◆ **Prompt 1**
Print the part of the Stanislav Přibyl biography between "Czech Catholic bishop" and "the Prague seminary.", inclusive.
◆ **Prompt 2**
Can you summarize the Stanislav Přibyl biography in two sentences?
◆ **Prompt 3**
According to the Stanislav Přibyl biography, who ordained him a priest?

◆ **Text shown**
....
Czech Catholic bishop (born 1971)

Stanislav Přibyl, C.Ss.R. (born 16 November 1971) is a Czech Catholic prelate who has served as the Archbishop of Prague since 25 April 2026. He was bishop of Litoměřice from 2024 to 2026. He is a member of the Congregation of the Most Holy Redeemer (Redemptorists).

== Biography ==
===Early years===
Stanislav Přibyl was born on 16 November 1971 in the Strašnice district of Prague, Czechoslovakia, the older of two sons born to Ludmila and Stanislav Přibyl. After studying at the Secondary Technical School of Surveying in Hrdlořezy and playing the organ from 1985 to 1990 in Prague churches, he spent the year 1990/91 at the seminary in Lubaszowa, Poland, and then took his vows as a member of the Redemptorists. He studied at the Catholic Theological Faculty of Charles University from 1991 to 1996, while also completing his formation at the Prague seminary.

Přibyl was ordained a priest for the Redemptorists on 22 June 1996 in the Cathedral of St. Vitus by Cardinal Miloslav Vlk. He served at the Marian pilgrimage shrine of Svatá Hora (Holy Mountain) as vicar from 1996 to 1999 and then as parish priest from 1999 to 2008. From 2004 to 2008 he was president of Caritas for the archdiocese, and in 2008 he became a member of the archdiocesan priests council. From 2002 to 2012, he led his order's Prague province. He earned his licentiate in theology in 2012 and his doctorate in theology in 2014, both from Charles University's Catholic Theology Faculty. In 2019, he received his master's degree in finance and management from the Faculty of Social Economics of Jan Evangelista Purkyně University in Ústí nad Labem. In 2025, he received a doctorate in art history from the Faculty of Arts of Charles University. He was vicar general of the Diocese of Litoměřice from 2009 to 2016, and from 2016 to 2024 he was general secretary of the Czech Bishops Conference, serving as its spokesman. From 2014 to 2023, he was administrator of the parishes in Horní Police, Jezvé, and Žandov. In 2021, he was appointed rector of the monastery church of Our Lady of Perpetual Help in Malá Strana (Prague).
....
◆ **Data section**
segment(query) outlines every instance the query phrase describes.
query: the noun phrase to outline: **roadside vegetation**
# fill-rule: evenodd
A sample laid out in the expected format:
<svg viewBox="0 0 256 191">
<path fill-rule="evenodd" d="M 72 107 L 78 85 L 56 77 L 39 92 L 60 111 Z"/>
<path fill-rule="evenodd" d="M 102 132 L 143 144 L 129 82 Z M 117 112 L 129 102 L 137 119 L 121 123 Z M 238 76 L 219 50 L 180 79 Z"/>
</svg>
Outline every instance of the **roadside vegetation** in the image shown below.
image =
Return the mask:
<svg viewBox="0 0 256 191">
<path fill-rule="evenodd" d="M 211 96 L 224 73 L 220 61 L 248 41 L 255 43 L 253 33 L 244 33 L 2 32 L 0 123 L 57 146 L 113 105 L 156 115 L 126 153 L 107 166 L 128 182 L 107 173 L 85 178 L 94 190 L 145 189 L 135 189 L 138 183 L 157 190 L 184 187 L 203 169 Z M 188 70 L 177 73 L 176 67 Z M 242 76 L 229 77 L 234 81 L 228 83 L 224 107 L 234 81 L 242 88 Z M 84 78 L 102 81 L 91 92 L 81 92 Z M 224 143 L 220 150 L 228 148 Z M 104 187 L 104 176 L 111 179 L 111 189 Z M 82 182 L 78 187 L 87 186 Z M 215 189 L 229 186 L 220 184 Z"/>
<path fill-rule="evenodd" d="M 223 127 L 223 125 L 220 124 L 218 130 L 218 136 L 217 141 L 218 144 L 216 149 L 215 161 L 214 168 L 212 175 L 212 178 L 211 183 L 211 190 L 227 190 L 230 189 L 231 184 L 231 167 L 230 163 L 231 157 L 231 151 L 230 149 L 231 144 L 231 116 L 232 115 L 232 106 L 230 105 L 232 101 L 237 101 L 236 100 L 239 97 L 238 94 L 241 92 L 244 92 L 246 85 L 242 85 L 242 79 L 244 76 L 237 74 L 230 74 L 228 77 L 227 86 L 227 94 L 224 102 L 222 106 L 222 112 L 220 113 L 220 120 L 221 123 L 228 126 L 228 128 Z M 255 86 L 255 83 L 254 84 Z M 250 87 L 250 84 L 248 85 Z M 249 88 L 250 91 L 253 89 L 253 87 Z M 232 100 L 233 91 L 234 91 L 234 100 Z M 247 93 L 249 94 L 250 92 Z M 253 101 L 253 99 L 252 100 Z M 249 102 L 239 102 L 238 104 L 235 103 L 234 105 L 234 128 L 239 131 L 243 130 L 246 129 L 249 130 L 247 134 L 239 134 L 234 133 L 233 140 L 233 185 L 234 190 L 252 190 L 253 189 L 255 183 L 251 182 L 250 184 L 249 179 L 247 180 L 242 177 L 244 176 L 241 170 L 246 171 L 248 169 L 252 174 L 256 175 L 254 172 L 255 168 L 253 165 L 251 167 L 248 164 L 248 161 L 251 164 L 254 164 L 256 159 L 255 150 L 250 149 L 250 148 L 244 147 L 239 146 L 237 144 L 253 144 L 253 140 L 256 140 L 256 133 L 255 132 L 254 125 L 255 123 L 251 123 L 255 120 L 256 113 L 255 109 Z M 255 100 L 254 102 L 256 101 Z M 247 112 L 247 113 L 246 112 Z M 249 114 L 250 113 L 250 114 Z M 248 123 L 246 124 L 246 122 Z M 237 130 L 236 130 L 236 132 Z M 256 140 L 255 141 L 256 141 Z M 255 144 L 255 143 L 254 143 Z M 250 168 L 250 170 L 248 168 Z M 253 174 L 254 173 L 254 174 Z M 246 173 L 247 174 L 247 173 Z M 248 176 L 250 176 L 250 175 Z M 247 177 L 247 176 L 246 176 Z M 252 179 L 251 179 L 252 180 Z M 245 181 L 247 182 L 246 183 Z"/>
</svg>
....
◆ **Answer area 1**
Czech Catholic bishop (born 1971)

Stanislav Přibyl, C.Ss.R. (born 16 November 1971) is a Czech Catholic prelate who has served as the Archbishop of Prague since 25 April 2026. He was bishop of Litoměřice from 2024 to 2026. He is a member of the Congregation of the Most Holy Redeemer (Redemptorists).

== Biography ==
===Early years===
Stanislav Přibyl was born on 16 November 1971 in the Strašnice district of Prague, Czechoslovakia, the older of two sons born to Ludmila and Stanislav Přibyl. After studying at the Secondary Technical School of Surveying in Hrdlořezy and playing the organ from 1985 to 1990 in Prague churches, he spent the year 1990/91 at the seminary in Lubaszowa, Poland, and then took his vows as a member of the Redemptorists. He studied at the Catholic Theological Faculty of Charles University from 1991 to 1996, while also completing his formation at the Prague seminary.

◆ **Answer area 2**
Stanislav Přibyl, a Czech Redemptorist born in Prague in 1971, has been Archbishop of Prague since 25 April 2026 after serving as bishop of Litoměřice from 2024 to 2026. Since his ordination in 1996, he has served as parish priest at Svatá Hora, vicar general of the Diocese of Litoměřice, and general secretary of the Czech Bishops Conference.

◆ **Answer area 3**
Cardinal Miloslav Vlk.